* **Written problem 1**:
Select every line in the listing below that contains the string "dark", treating case as significant.

* **Source document**:
# Will contact cement adhere to Melamine?



## MT_Stringer (Jul 21, 2009)

Can I get some quick advice?

I need to add a piece of MD to the bottom side of my router table, which is made out of melamine. Will contact cement bond the two pieces together?

I don't have any scrap melamine to test.

Thanks in advance.
Mike


----------



## OldLarry (Jun 23, 2012)

I'm not sure what MD is but if it is porous use melamine glue (Franklin's or Roo.) If you resort to contact be sure to scuff the melamine surface well before hand.


----------



## cjwillie (Sep 6, 2011)

If you take some 100 grit sandpaper and rough up the area of the melamine that you plan to glue, it should hold up. Make sure you have good contact between the two pieces and if possible, clamp or put weight on it overnight. I'm assuming that you are talking about MDF and that this is to stiffen the table and not a way to mount your router.


----------



## MT_Stringer (Jul 21, 2009)

Thanks fellas.
I just finished roughing up the melamine with a 4 inch grinder. Sorry about the typo. It is 1/2 inch MDF that I am attaching to 3/4 inch melamine.

The problem is the melamine isn't thick enough for me to mount a combo track. I have four pieces of the MDF cut that will basically surround the router insert, just not crowd it so I can still make adjustments if necessary. My router table is just that, a table - nothing else. I clamp it to a B&D Workmate.

Thanks again for the quick responses.


----------

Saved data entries

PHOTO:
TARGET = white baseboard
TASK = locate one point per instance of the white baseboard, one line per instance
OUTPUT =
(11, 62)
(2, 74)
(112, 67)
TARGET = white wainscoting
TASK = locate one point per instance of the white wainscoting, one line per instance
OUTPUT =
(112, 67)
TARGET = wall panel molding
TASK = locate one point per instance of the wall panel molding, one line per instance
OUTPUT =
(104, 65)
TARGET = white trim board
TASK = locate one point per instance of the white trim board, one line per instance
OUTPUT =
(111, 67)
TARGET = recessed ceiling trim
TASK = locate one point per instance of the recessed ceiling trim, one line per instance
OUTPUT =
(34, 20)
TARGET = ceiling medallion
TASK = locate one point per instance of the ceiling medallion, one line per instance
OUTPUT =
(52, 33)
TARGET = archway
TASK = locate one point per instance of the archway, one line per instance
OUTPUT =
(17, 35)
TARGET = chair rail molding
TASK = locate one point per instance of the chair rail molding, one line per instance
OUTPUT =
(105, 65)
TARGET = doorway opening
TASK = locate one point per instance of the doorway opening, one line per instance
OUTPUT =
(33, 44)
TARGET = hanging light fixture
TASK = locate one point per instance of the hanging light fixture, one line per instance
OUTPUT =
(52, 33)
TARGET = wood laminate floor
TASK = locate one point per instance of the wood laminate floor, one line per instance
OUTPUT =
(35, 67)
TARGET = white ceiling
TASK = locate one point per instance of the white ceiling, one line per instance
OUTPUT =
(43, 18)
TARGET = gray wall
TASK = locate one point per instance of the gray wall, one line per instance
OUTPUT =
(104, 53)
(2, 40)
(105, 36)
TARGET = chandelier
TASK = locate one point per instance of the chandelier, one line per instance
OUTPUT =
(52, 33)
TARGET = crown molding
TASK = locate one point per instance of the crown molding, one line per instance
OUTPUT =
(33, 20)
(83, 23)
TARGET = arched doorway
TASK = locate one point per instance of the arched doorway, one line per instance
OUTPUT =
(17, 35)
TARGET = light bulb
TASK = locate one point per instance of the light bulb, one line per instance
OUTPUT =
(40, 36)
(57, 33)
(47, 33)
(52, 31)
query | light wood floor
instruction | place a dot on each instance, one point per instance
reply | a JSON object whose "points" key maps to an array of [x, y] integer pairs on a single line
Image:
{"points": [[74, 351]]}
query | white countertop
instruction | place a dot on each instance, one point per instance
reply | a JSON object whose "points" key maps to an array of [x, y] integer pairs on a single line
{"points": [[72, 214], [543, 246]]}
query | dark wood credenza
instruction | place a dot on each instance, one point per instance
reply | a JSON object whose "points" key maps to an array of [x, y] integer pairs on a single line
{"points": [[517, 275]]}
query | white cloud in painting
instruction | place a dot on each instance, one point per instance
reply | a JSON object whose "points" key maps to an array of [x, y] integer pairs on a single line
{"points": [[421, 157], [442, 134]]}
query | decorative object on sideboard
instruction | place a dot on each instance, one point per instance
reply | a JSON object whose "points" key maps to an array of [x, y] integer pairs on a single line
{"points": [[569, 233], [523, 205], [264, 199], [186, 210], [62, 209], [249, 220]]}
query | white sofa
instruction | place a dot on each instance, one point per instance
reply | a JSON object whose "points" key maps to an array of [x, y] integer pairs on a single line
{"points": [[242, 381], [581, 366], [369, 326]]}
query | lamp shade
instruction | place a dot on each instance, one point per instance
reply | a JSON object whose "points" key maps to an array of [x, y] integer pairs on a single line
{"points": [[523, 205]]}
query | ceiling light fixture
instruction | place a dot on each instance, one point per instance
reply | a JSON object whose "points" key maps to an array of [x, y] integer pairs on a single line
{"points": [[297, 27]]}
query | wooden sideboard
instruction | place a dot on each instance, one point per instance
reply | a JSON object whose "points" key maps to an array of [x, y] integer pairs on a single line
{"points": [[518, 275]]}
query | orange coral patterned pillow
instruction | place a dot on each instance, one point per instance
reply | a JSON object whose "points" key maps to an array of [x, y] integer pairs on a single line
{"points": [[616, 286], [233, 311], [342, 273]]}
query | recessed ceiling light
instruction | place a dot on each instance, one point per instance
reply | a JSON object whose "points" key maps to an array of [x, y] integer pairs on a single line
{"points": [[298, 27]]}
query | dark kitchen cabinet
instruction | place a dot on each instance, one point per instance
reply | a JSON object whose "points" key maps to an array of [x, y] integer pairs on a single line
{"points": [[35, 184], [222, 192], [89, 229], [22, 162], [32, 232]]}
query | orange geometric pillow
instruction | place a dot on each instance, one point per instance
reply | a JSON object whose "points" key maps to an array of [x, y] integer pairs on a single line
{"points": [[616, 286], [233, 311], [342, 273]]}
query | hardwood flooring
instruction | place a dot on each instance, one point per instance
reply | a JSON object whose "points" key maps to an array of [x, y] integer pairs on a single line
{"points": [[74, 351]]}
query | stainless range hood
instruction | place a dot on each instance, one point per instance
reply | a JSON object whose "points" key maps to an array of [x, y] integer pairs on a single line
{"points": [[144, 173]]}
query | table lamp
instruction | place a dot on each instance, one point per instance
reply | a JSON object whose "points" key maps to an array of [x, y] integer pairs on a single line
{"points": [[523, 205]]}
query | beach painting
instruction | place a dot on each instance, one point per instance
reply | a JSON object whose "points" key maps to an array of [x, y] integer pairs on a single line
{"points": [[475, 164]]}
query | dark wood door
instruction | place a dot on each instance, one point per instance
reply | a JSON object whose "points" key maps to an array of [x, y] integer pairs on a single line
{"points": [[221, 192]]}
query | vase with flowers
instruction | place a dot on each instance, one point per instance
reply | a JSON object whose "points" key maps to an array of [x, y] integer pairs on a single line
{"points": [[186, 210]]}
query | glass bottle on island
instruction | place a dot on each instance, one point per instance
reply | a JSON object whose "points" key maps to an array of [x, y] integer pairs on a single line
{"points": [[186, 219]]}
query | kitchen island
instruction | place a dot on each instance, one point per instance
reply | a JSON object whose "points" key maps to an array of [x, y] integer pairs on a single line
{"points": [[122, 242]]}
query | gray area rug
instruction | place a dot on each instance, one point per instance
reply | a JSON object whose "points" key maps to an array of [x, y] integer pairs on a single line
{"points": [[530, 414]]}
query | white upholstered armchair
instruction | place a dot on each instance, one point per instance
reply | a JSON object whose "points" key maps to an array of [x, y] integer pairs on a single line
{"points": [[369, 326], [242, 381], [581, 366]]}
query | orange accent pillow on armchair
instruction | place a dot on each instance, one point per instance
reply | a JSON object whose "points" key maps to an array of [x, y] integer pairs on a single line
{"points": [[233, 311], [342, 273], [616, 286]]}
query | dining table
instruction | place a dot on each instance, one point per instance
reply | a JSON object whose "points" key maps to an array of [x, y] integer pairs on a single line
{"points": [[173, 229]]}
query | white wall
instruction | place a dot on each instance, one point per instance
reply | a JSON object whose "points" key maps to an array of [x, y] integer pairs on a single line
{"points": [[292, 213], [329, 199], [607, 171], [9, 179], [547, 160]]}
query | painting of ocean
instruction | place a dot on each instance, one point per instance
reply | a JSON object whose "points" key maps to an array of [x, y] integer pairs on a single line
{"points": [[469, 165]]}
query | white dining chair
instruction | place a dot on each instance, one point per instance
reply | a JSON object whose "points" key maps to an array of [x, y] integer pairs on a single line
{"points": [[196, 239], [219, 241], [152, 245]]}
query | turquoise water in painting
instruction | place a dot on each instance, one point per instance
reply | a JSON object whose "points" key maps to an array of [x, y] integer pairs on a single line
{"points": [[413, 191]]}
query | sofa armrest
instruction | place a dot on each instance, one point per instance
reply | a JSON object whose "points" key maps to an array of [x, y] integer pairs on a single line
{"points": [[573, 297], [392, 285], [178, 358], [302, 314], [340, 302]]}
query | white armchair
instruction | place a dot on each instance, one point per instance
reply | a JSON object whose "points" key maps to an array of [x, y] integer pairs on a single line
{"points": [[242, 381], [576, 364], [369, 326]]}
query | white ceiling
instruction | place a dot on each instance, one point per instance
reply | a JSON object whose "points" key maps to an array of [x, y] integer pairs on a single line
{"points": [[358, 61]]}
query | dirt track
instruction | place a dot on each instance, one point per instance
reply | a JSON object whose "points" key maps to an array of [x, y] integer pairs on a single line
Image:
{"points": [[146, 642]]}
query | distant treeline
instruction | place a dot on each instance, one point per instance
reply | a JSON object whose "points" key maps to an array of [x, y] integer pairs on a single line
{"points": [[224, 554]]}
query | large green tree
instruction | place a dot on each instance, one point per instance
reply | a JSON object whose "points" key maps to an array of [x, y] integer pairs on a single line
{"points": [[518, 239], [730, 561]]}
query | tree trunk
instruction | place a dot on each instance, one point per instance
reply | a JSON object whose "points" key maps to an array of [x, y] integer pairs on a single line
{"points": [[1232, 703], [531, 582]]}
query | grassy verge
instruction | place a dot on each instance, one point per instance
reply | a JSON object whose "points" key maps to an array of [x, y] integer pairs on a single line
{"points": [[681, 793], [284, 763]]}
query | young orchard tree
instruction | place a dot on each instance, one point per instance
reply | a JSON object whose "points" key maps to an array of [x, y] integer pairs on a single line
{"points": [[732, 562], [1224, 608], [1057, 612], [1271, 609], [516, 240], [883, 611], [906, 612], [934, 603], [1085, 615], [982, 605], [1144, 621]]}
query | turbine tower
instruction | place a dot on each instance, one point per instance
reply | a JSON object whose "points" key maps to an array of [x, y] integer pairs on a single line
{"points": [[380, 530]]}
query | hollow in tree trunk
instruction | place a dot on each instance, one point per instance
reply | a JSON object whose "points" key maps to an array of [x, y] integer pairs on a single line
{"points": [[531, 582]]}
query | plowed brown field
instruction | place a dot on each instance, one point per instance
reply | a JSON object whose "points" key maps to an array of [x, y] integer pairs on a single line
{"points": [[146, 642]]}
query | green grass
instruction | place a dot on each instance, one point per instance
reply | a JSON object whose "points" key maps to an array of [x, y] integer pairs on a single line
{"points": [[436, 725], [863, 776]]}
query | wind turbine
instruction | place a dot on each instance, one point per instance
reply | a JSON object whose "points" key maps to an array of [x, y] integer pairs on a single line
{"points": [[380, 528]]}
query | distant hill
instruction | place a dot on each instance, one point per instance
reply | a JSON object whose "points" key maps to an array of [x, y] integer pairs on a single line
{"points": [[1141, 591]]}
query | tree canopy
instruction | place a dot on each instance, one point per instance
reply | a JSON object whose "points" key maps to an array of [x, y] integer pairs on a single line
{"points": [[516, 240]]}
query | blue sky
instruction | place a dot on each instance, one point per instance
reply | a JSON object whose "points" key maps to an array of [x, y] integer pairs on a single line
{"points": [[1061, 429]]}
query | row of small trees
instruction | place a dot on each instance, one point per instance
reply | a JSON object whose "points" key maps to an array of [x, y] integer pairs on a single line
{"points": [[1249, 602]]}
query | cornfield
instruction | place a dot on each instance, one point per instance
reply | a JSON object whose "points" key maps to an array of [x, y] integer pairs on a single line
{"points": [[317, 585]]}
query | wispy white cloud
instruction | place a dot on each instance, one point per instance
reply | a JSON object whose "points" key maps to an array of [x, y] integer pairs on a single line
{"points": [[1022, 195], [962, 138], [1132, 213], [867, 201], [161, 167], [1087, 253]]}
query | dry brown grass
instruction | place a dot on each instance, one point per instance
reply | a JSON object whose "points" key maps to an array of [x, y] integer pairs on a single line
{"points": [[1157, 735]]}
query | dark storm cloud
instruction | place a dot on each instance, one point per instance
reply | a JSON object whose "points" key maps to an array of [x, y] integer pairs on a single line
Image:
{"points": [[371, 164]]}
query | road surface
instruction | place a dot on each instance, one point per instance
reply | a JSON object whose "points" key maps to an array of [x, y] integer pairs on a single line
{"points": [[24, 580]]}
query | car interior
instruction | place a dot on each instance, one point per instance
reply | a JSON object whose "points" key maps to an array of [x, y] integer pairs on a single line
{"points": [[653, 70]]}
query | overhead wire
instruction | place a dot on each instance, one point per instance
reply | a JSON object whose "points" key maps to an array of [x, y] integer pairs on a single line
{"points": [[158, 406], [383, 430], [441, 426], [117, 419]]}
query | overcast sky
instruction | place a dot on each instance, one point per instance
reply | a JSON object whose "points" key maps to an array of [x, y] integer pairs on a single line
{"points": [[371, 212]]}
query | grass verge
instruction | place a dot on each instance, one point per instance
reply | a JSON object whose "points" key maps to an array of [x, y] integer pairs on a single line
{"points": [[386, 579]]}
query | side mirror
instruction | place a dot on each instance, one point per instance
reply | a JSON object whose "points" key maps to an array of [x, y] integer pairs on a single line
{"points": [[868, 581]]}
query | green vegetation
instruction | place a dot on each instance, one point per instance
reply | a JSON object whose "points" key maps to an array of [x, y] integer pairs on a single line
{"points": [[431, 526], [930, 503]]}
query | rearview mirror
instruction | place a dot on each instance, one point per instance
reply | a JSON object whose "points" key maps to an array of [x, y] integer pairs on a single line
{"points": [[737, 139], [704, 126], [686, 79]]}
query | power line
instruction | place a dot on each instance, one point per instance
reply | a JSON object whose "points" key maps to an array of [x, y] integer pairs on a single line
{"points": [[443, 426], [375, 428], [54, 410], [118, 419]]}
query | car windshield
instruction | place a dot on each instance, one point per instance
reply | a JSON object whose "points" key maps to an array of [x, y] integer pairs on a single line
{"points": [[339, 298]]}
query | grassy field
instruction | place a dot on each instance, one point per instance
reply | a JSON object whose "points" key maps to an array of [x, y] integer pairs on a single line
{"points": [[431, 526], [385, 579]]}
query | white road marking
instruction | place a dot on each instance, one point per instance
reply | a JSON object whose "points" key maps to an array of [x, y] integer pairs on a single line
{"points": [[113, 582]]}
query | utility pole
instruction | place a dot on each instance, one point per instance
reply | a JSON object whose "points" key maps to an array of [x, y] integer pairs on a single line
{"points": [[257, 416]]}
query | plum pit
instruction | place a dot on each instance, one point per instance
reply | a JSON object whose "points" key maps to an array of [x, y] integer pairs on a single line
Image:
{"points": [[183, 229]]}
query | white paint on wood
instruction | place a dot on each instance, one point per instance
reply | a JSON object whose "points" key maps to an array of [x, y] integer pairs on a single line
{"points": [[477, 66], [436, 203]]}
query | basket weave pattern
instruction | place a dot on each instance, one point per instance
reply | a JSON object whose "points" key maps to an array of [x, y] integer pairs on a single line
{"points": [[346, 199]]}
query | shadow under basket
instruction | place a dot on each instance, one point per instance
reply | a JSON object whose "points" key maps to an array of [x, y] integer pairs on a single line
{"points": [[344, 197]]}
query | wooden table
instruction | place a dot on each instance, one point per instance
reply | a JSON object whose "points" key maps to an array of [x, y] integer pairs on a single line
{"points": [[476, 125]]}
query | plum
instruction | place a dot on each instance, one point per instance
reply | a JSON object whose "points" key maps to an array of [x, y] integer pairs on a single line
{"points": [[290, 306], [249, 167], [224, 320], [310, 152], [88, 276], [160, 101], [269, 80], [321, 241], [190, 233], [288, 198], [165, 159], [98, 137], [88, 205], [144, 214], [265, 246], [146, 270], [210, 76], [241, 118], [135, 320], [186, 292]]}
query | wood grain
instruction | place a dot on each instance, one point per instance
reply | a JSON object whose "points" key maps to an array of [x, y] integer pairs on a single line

* **Written problem 2**:
In the contact cement thread, what tool did the original poster use to rough up the melamine?

* **Solution 1**:
query | dark wood credenza
query | dark kitchen cabinet
query | dark wood door
query | dark storm cloud

* **Solution 2**:
A 4 inch grinder.